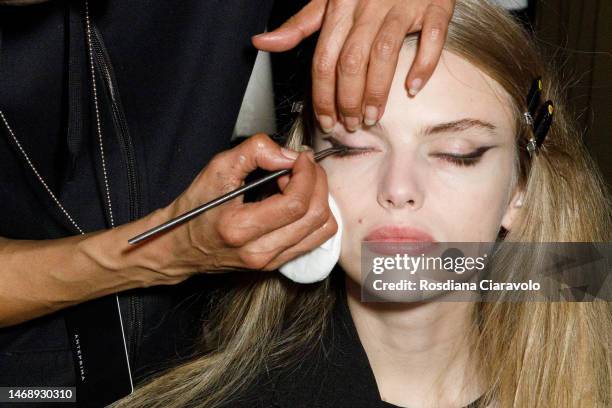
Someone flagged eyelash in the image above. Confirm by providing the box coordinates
[435,146,491,166]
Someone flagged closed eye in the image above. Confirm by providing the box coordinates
[433,146,493,166]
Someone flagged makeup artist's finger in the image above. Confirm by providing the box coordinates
[238,166,332,266]
[277,175,291,191]
[206,133,298,182]
[363,6,410,126]
[311,0,355,133]
[216,152,317,247]
[406,0,455,96]
[251,0,327,52]
[336,2,386,131]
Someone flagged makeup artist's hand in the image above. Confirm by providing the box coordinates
[253,0,455,131]
[143,134,337,278]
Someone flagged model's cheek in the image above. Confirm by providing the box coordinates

● ● ●

• _Task to complete_: Copy out the lines above word for word, omitting the pictures.

• _Task response_:
Someone flagged eyelash in the image above. Confirm by providing the box coordinates
[435,146,491,166]
Someone flagged closed eye in the image above. Confirm by providing the box coordinates
[433,146,493,166]
Someone flagged makeup artist's finger in the image above. Confirm by providing the box coordinates
[238,166,332,266]
[277,175,291,191]
[206,133,298,182]
[363,6,410,126]
[311,0,355,133]
[216,152,317,247]
[406,0,455,96]
[251,0,327,52]
[336,2,386,131]
Someone flagged makeup artist's hand in the image above. Confirm by providing the box coordinates
[253,0,455,131]
[143,134,337,278]
Someone flagged model's cheek in the image above. Confirm by providing the box coordinates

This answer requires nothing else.